_Objective_.
How many lines in the material below contain the string "stainless", counting only case-sensitive matches? Reply with the number alone.

(Pointing records)
□ □ □
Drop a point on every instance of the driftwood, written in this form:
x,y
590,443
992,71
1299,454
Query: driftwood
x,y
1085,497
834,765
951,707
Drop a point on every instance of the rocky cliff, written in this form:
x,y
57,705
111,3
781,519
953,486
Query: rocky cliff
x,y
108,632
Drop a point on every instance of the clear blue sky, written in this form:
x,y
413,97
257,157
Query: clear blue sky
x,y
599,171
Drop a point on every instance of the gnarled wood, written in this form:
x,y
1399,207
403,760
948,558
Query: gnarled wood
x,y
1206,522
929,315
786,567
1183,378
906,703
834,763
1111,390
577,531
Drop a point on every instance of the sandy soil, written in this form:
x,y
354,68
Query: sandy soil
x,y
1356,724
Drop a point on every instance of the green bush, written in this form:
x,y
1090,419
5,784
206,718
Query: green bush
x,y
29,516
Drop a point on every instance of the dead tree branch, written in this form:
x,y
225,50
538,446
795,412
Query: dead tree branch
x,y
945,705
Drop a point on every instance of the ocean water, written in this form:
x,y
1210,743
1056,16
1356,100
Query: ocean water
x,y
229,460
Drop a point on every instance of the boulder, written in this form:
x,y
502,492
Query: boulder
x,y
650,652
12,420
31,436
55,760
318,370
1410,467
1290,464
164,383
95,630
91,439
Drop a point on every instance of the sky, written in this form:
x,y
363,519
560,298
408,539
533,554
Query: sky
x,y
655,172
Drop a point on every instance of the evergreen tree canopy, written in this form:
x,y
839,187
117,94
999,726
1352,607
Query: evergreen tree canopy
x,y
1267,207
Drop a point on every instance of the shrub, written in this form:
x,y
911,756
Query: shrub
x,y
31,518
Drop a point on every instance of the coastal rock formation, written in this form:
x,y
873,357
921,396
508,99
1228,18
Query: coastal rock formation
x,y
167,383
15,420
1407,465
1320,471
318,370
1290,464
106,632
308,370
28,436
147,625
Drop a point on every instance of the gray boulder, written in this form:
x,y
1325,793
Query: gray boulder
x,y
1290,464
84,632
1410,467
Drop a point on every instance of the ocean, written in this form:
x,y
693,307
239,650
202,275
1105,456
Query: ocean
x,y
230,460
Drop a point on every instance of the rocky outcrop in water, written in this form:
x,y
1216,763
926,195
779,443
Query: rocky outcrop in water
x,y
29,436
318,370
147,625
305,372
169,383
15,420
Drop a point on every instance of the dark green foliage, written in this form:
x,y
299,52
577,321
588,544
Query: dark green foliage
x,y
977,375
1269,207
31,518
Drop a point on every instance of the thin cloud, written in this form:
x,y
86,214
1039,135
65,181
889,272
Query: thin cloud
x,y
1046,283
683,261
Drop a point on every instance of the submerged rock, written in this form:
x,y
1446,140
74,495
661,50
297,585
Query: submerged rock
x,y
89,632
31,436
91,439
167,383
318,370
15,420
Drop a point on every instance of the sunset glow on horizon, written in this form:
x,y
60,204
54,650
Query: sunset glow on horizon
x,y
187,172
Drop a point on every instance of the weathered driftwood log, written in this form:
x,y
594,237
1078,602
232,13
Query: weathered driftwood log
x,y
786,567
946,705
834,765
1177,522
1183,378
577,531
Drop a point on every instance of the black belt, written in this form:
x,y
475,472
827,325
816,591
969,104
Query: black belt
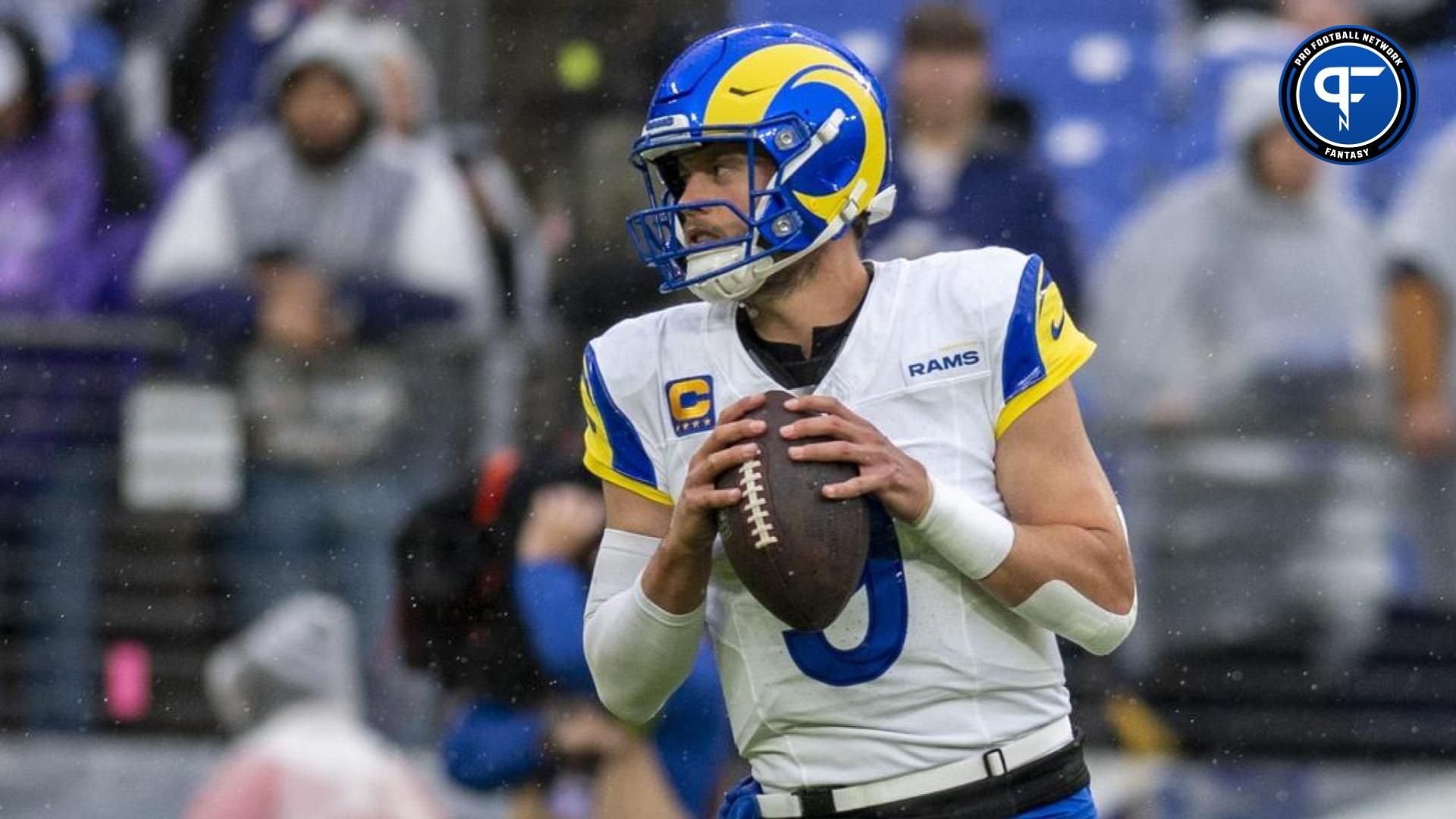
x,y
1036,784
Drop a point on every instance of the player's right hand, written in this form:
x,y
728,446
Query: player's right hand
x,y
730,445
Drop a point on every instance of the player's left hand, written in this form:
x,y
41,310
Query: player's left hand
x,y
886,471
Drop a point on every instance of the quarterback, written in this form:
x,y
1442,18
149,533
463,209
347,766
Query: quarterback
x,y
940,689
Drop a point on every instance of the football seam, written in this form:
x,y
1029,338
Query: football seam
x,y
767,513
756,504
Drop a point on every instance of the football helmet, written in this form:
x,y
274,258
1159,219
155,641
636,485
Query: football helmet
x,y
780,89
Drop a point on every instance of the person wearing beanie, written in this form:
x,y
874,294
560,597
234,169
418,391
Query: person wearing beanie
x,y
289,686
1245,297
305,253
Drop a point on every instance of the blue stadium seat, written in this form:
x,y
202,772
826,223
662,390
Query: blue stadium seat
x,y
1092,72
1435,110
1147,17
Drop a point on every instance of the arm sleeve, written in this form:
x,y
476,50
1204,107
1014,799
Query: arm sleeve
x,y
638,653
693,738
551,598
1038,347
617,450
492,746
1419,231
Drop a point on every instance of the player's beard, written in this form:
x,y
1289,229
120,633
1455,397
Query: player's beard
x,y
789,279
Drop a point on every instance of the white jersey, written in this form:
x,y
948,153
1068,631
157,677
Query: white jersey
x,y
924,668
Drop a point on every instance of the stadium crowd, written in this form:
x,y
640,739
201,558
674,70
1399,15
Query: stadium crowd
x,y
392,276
□ □ □
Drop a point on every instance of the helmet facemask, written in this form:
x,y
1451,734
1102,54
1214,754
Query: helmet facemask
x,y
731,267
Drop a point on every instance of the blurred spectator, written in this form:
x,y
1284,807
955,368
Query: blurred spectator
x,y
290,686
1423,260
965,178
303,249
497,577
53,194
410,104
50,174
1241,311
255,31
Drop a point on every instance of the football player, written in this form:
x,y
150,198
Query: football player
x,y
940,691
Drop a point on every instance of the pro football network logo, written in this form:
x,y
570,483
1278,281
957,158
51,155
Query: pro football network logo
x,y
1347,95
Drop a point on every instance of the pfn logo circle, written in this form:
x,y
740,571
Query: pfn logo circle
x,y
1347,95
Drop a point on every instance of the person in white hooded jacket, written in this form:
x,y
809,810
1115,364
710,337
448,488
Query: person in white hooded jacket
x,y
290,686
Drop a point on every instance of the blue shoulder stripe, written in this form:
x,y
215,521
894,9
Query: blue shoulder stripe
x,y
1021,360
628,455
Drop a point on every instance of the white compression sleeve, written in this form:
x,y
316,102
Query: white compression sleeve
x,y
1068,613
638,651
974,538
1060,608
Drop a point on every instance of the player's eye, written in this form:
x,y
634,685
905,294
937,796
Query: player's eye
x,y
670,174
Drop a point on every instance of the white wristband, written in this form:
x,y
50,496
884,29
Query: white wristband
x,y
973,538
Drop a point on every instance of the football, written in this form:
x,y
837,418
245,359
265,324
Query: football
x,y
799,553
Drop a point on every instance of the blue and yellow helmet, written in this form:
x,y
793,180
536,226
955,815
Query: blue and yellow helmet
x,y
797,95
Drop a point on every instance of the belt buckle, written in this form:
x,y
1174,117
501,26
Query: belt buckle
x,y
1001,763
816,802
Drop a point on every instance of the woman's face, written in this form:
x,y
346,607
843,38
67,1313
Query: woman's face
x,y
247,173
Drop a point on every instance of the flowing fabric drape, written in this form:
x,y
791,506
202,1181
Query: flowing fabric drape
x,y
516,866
□ □ □
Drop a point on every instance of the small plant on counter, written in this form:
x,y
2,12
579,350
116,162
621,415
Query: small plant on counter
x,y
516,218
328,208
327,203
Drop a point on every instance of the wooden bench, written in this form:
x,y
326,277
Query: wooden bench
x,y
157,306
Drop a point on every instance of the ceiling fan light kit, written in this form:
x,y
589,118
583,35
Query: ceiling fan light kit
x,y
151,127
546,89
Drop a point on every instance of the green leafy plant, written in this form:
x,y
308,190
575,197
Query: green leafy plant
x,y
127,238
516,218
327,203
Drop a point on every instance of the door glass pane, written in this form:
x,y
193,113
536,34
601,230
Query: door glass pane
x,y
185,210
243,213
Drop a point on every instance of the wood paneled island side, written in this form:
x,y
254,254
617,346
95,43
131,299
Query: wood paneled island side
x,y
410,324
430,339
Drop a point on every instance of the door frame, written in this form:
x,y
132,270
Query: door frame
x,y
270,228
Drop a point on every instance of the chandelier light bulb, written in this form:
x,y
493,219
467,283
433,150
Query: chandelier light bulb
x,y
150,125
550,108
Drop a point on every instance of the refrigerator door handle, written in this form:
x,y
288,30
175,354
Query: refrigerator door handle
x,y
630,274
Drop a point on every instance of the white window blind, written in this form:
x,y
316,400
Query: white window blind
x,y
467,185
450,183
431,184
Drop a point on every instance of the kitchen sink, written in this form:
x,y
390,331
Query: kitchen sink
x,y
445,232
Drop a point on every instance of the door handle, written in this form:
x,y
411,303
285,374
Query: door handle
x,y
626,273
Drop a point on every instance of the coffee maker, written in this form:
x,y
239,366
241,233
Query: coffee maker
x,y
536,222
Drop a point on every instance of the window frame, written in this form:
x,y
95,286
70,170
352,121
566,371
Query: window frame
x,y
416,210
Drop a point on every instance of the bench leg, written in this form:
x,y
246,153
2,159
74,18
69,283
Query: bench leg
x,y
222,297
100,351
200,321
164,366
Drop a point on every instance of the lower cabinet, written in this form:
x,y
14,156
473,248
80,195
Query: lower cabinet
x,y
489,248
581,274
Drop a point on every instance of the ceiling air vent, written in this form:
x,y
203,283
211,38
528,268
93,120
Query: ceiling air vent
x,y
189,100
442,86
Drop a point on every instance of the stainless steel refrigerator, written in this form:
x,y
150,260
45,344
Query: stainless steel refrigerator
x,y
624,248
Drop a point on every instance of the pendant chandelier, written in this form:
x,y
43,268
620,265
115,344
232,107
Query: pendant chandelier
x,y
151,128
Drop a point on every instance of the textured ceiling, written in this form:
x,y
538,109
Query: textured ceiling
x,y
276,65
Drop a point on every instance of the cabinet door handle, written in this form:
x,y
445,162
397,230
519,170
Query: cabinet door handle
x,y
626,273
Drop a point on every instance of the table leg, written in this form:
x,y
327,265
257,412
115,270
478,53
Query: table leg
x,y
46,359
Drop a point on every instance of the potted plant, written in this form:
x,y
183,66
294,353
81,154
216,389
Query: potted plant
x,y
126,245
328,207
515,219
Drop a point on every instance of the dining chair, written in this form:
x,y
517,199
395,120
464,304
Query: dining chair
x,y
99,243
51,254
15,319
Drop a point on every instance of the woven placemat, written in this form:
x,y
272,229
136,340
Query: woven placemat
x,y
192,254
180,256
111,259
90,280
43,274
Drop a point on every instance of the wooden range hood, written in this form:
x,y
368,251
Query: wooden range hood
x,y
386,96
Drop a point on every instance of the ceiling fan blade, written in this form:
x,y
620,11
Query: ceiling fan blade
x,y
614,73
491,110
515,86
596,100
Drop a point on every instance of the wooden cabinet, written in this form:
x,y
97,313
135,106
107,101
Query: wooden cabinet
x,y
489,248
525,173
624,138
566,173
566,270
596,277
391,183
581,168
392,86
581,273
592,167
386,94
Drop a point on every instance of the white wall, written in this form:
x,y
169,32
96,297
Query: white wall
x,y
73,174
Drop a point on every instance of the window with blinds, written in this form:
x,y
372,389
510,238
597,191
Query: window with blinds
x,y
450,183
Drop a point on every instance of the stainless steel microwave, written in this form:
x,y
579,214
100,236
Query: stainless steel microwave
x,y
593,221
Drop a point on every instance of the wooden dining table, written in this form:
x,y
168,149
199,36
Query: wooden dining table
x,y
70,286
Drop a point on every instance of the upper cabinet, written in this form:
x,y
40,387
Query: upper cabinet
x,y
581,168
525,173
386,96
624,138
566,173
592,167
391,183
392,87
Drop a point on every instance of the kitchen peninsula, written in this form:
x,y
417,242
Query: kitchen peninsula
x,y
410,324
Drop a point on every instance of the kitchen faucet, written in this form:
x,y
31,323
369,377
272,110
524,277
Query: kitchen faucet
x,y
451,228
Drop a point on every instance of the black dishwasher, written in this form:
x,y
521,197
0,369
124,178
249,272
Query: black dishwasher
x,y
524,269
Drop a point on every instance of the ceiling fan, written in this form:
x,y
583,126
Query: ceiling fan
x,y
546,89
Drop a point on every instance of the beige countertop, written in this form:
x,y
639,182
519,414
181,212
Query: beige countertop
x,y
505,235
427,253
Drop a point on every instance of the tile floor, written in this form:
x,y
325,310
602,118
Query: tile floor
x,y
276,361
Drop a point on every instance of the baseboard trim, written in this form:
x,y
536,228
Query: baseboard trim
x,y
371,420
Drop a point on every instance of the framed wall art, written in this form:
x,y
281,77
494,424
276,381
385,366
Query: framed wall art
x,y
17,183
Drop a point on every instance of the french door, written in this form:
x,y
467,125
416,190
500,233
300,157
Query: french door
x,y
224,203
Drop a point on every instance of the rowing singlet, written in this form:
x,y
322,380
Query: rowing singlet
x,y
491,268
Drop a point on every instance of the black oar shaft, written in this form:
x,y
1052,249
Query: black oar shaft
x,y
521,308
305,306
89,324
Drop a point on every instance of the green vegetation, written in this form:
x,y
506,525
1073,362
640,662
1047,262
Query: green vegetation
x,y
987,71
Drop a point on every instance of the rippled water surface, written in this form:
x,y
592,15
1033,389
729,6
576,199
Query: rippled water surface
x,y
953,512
□ □ □
_Response to this exercise_.
4